TEXT PASSAGE>
The correction of muscle defects in a mouse model of Duchenne muscular dystrophy is demonstrated using novel applications of the CRISPR/Cas9 gene therapy system. The research, reported in Nature Communications this week, expands the gene therapy toolbox to target a wider range of genetic defects causing this disorder.

Duchenne muscular dystrophy is a disease that mainly affects newborn boys, and is caused by defects in a gene coding for a protein called dystrophin. Without dystrophin, skeletal muscles and the heart degenerate. Although gene editing tools such as the CRISPR/Cas9 system have shown some promise for the treatment of Duchenne muscular dystrophy, it has been difficult to create a therapy that can address the numerous genetic mutations that cause defects in dystrophin.

EXERCISE DATA>

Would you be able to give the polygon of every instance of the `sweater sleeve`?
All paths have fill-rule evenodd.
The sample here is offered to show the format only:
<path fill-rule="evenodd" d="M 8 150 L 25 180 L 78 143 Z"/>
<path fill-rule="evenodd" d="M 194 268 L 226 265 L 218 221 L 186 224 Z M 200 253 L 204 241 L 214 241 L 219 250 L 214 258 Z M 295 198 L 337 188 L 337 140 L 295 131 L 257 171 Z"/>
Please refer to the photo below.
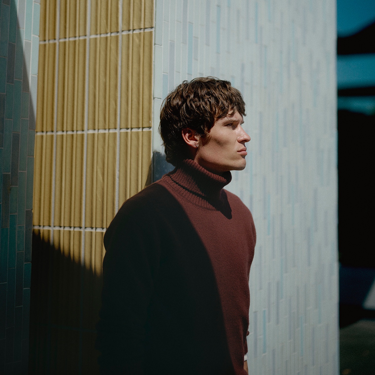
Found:
<path fill-rule="evenodd" d="M 149 223 L 142 211 L 139 205 L 132 210 L 125 204 L 104 237 L 96 340 L 101 374 L 144 372 L 147 310 L 158 255 L 157 241 L 151 243 Z"/>

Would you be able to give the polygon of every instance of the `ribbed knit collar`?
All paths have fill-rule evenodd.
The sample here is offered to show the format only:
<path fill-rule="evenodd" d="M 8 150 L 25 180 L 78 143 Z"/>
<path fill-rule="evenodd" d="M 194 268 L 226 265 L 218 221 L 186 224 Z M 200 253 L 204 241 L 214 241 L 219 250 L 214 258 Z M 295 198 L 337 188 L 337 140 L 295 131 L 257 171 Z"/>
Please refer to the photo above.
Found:
<path fill-rule="evenodd" d="M 179 189 L 180 194 L 188 199 L 193 198 L 194 202 L 199 205 L 205 201 L 216 206 L 223 188 L 232 180 L 230 172 L 220 176 L 209 172 L 191 159 L 184 160 L 167 176 L 182 188 Z"/>

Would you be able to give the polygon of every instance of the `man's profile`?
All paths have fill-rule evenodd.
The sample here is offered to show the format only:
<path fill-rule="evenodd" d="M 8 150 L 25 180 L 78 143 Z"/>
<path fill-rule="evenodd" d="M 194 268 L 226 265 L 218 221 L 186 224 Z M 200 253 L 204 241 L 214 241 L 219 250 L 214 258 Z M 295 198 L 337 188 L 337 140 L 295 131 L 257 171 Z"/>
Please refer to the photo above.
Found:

ABOUT THIS EXERCISE>
Continue the passage on using CRISPR/Cas9 to correct Duchenne muscular dystrophy in mice, starting after its last sentence.

ANSWER TO THIS TASK>
Jeffrey Chamberlain and colleagues expand the CRISPR/Cas9 repertoire to correct multiple defects in dystrophin, and test their approach in mice. The treatment restored dystrophin, both in the muscles and in the heart, to levels that resulted in improved muscle function. These results suggest that CRISPR/Cas9 may be suitable for the treatment of mutations found in a wide range of patients with Duchenne muscular dystrophy, and may similarly be applicable to other degenerative disorders affecting the heart and muscle.